__The request__
Please rewrite the stretch of the records from the line containing "Pest-scouting request: point out the entry" through the end of the records, with the requests unchanged and every coordinate in the answers scaled by 1.05 and rounded to the nearest whole number, halves rounding up. Give only these lines.

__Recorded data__
_____

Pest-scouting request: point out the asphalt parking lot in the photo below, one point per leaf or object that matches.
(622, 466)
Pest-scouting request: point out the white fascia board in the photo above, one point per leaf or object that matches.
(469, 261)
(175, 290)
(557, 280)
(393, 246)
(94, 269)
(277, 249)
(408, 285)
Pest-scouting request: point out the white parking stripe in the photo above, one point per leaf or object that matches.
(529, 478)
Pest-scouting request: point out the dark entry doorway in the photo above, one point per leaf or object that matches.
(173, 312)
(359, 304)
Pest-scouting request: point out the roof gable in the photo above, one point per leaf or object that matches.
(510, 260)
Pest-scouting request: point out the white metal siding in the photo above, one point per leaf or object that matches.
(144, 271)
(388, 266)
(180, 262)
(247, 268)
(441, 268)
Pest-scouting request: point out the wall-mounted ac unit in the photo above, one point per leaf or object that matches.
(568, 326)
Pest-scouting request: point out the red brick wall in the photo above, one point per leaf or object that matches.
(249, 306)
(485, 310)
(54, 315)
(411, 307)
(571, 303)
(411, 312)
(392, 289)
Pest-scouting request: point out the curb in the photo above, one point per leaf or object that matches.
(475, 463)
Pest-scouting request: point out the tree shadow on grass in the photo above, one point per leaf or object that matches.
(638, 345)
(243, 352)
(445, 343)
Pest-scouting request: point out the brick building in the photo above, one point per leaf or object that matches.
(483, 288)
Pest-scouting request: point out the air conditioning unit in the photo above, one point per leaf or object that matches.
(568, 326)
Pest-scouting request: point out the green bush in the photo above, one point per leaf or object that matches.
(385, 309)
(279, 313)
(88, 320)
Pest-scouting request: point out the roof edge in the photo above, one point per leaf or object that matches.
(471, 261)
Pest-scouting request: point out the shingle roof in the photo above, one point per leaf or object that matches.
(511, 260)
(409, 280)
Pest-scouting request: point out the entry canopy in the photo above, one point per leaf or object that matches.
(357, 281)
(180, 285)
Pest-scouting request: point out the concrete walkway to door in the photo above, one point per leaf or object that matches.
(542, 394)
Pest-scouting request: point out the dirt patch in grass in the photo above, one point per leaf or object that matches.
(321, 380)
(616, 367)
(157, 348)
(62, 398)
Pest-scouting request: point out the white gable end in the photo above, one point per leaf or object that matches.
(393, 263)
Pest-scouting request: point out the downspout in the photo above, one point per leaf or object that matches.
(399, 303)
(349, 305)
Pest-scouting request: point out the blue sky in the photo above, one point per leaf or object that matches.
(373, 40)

_____

__The response__
Pest-scouting request: point out the entry canopy in the photo above, one point per leaf or object that matches.
(375, 295)
(189, 299)
Pest-scouting request: point out the concrete walkway to door in the photo above, one point per leaf or object that matches.
(569, 414)
Pest-scouting request: point out the dirt patch in grass in the photo above, one point per leaf or object that matches.
(337, 399)
(647, 385)
(165, 365)
(65, 418)
Pest-scouting request: point out the white gable end in the photo above, one point per leaf or object that matches.
(413, 276)
Pest-scouting request: point out the downspout in the photo above, one point per leaf or object that matches.
(419, 318)
(366, 320)
Pest-scouting request: point out the blue sky in the photo above, one point per leaf or object that matches.
(392, 42)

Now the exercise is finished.